● EXERCISE PASSAGE
>>>>>

# Former criminals run Taekwondo headquarters?



## Alex Gillis (Mar 1, 2010)

Hi,

Has anyone been following the coverage about Kukkiwon president Lee Seng-wan and South Korea putting the Kukkiwon under government control? I'm a black belt in TKD who wrote a book about TKD's history (A Killing Art: The Untold History of Tae Kwon Do). I just recently heard about Lee's presidency. In case you don't know, he's a former Korean godfather who served time in prison for various criminal activities, including TKD shenanigans. Even after all I've seen, I was surprised to see that he's president. There seemed to be some effort put into cleaning up TKD.

In 1987, under a South Korean dictatorship, Lee was the  godfather of a gang hired by Korean politicians to attack a new democratic  party. Fifty hoodlums, backed by the Korean Central Intelligence Agency, descended on twenty meetings, destroying furniture and attacking  people with clubs. Korean media extensively covered the story. Lee  Seng-Wan (also spelled Seung Wan and Sung Wan) had been a national  sparring champion in the 1960s and had become head of the Jidokwan, one  of the nine gyms that had formed Kim Un-Yong's World Taekwondo  Federation (WTF). Lee was sentenced to 1.5 years in prison for his role  in the 1987 attack -- called the _Yongpal Incident_.

That was only the first of a couple of illegal activities that involved martial artists.

Does anyone know much about the Lee situation and South Korea's response? I'm new to martialtalk.

Alex Gillis


----------



## d1jinx (Mar 2, 2010)

I have been trying to keep up with it to the best I can with whats published on the internet.  Link us to any blogs you may have on it.  I would enjoy reading them.


----------



## Miles (Mar 2, 2010)

Welcome to MT!



Alex Gillis said:


> In 1987, under a South Korean dictatorship, Lee was the godfather of a gang hired by Korean politicians to attack a new democratic party. Fifty hoodlums, backed by the Korean Central Intelligence Agency, descended on twenty meetings, destroying furniture and attacking people with clubs.


 
So he didn't actually hit anyone, he was the godfather?

It was politicians versus politicians?  The hoodlums were backed by the government (KCIA)?  Usually, like history, that means the story of the victors is that which is told.  It also usually means the fall guys are small potatoes.....



Alex Gillis said:


> Lee Seng-Wan (also spelled Seung Wan and Sung Wan) had been a national sparring champion in the 1960s and had become head of the Jidokwan, one of the nine gyms that had formed Kim Un-Yong's World Taekwondo Federation (WTF).


 
The kwans did not form the WTF.  It was formed by representatives from various countries.  The kwans gave their promotional authority to the Kukkiwon which was the "national gym" so to speak.


----------



## Brian R. VanCise (Mar 2, 2010)

Hey Alex I enjoyed your book and featured it somewhere on my blog 
The Instinctive Edge!  Definitely a good read!


----------



## terryl965 (Mar 2, 2010)

Alex if I may ask youa few question?

1) Why are you so against the WTF and KKW exactly?

2) What is your sole purpose coming here to MT to engage in civil converstation or to bash in the KKW and WTF?

3) It seems everywhere you go it is the same, complain and then give what you believe to be the real history of TKD?

4) Can you explain to me what it is you plan to gain from all of this?

<<<<<

● TASK ITEM A
In the forum thread, how long was Lee sentenced to prison for his role in the 1987 attack?
● TASK ITEM B
Condense the paragraph of the forum thread that begins "In 1987, under a South Korean dictatorship" into a brief list that keeps its main facts.
● TASK ITEM C
Edit the forum thread from "## Miles (Mar" to "was the godfather?", replacing "godfather" with "ringleader".
The records are not needed for this work.

● LISTED ENTRIES
>>>>>

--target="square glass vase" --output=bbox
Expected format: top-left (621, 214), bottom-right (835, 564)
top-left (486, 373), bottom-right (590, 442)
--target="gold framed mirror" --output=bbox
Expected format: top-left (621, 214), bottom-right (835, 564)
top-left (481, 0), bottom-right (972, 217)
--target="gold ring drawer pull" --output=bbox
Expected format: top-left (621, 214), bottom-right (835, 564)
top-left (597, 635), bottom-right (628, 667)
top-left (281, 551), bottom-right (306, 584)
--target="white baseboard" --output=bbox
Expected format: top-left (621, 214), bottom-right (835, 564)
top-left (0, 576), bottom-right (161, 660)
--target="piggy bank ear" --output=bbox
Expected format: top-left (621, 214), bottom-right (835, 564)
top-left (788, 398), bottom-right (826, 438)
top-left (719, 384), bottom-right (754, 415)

<<<<<
>>>>>

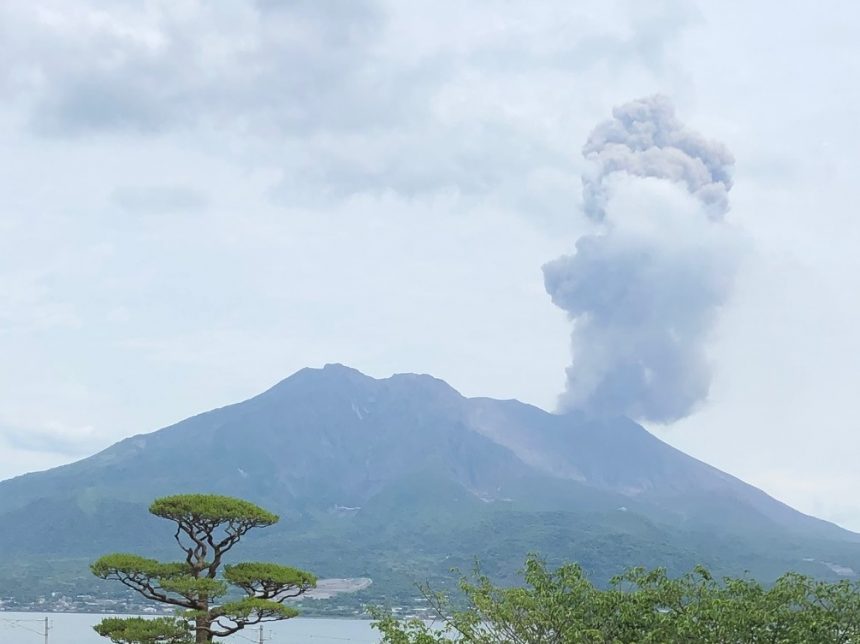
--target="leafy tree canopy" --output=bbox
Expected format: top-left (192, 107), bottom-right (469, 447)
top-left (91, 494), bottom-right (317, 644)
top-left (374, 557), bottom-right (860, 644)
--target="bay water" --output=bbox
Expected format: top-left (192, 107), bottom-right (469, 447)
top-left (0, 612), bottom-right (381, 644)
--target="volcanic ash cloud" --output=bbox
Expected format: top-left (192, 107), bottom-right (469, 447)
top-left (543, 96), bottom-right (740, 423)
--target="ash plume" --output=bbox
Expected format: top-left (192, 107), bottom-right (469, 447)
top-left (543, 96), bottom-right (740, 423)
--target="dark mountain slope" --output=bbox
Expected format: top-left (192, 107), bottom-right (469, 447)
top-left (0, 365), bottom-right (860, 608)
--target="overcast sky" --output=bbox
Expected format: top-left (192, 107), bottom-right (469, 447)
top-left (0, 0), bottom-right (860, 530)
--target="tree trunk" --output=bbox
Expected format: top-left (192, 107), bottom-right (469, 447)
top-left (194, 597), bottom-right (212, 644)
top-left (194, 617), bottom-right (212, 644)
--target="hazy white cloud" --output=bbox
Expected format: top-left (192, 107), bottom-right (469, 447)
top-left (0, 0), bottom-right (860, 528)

<<<<<
>>>>>

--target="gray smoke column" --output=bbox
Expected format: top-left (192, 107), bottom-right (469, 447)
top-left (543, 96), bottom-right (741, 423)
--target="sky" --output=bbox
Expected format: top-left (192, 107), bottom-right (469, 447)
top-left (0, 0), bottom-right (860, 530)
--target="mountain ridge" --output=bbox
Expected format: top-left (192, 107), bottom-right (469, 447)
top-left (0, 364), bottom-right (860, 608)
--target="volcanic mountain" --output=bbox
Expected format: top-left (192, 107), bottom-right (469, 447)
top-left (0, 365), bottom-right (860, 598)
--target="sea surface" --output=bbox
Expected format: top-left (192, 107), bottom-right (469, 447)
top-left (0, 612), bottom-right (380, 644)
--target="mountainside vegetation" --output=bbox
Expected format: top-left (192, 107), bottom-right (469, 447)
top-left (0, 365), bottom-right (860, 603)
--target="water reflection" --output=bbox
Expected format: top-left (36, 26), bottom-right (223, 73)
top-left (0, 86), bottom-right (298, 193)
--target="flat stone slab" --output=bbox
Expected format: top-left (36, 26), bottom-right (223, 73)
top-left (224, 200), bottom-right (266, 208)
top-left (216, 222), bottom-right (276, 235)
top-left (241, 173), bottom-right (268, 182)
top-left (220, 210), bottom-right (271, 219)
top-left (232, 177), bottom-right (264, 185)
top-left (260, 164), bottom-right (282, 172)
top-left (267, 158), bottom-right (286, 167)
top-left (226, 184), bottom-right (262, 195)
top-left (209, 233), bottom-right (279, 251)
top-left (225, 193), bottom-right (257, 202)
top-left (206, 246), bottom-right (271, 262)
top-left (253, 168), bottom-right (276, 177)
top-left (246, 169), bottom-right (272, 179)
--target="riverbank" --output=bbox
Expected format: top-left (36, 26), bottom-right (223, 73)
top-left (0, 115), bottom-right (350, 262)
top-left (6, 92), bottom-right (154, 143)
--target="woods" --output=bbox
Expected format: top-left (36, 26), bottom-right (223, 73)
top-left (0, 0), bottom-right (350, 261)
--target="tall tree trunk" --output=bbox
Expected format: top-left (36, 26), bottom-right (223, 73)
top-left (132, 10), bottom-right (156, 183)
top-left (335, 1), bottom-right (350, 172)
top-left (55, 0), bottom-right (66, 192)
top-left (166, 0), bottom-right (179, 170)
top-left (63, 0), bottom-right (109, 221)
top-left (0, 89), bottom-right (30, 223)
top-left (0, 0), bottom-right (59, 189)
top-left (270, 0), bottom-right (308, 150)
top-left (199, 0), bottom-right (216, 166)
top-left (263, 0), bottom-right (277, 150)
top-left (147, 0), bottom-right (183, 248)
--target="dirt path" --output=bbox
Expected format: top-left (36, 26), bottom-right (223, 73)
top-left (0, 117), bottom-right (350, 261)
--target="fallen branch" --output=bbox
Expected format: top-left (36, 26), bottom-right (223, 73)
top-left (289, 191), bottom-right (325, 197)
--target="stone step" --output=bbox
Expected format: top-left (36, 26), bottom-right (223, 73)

<<<<<

● PROBLEM SOLUTION A
He was sentenced to 1.5 years in prison.

● PROBLEM SOLUTION B
- In 1987, under a South Korean dictatorship, Lee was the godfather of a gang that Korean politicians hired to attack a new democratic party.
- Fifty hoodlums backed by the Korean Central Intelligence Agency hit twenty meetings, destroying furniture and attacking people with clubs.
- Korean media covered the story extensively.
- Lee Seng-Wan (also spelled Seung Wan and Sung Wan) had been a national sparring champion in the 1960s.
- He became head of the Jidokwan, one of the nine gyms that formed Kim Un-Yong's World Taekwondo Federation (WTF).
- He received a 1.5-year prison sentence for his role in the attack, known as the Yongpal Incident.

● PROBLEM SOLUTION C
## Miles (Mar 2, 2010)

Welcome to MT!



Alex Gillis said:


> In 1987, under a South Korean dictatorship, Lee was the ringleader of a gang hired by Korean politicians to attack a new democratic party. Fifty hoodlums, backed by the Korean Central Intelligence Agency, descended on twenty meetings, destroying furniture and attacking people with clubs.


 
So he didn't actually hit anyone, he was the ringleader?